**READING TEXT**
How many times do you see a cute dog, wanted to give it some love, but were totally taken aback by the smell of its breath? It happens far too often. Dog owners everywhere know what it’s like to deal with smelly dog breath, especially due to the fact that dogs are prone to gross behavior.
It can be difficult to know what to do when your dog has bad breath without entering the danger zone. It’s certainly a problem that you, as their owner, will want and need to work through before it becomes a more serious issue. Learn the easiest ways to begin tackling this problem and get to work so your dog can return to enjoying all the love and affection their pure little hearts deserve.
What’s dog breath like?
If you’ve somehow escaped the horrible stench that is dog breath up until now, you might be wondering what all the fuss is about.

**ACTIVITY**
Extend the article on dog bad breath, picking up right after its last sentence.

**GIVEN INFORMATION**
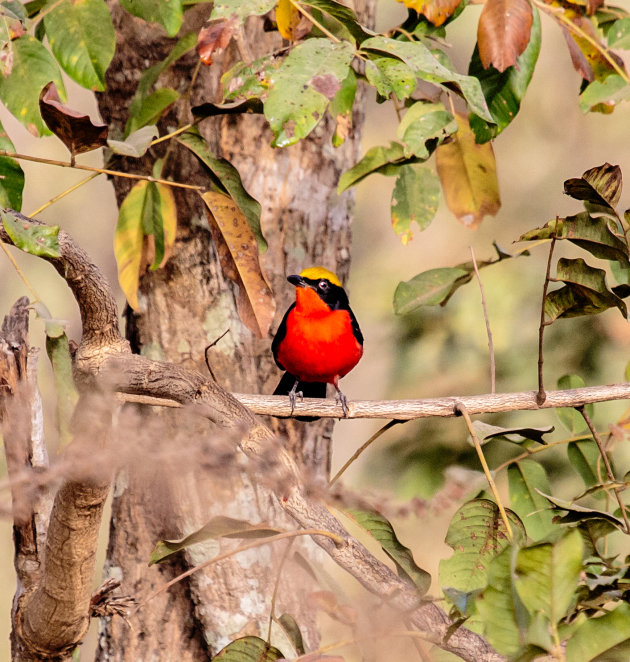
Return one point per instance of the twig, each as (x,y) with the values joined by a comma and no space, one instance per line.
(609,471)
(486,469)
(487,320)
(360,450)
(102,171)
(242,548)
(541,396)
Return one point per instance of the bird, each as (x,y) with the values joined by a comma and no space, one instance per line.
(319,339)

---

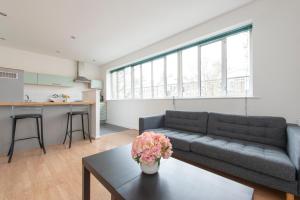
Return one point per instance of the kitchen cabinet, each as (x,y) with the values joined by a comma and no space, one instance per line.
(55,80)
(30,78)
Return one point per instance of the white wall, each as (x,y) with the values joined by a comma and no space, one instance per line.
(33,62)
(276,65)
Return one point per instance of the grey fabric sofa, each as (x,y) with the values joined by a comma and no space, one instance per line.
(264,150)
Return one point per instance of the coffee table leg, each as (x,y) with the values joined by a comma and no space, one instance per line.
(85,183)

**SOLVED EXERCISE**
Imagine this: You’re sitting on the couch, relaxing after a long day at work. Your dog approaches you and wants to cuddle. Because you are a loving dog owner, and you could use a good cuddle, you make the motions to invite them to sit with you. Any dog owner knows that dogs don’t understand personal space. When they sit with you, there’s not a lot of breathing room, if you will.
While you may have invited them up thinking it would be a pleasant time, suddenly they become overheated due to the lack of space and begin to pant. A stench fills the air that resembles day-old garbage… mixed with post hot yoga armpits… mixed with the stench of a dead body. There’s no denying it — dog breath is pretty rough.
Bad Breath Varies by Breed
There’s no direct reason for certain breeds to have worse breath than others. However, smaller dogs and toy breeds tend to be more susceptible to gum disease which is one of many causes of bad breath.
Dog breeds that tend to have more hair around their mouths tend to hold bacteria in this area as well, causing an unpleasant smell to linger. When it comes down to it, certain breeds should not be ruled out because of their potential for bad breath. That’s why it’s important to treat your dog’s diet with proper care based on their own specific needs. That way, any breed can have fresh breath.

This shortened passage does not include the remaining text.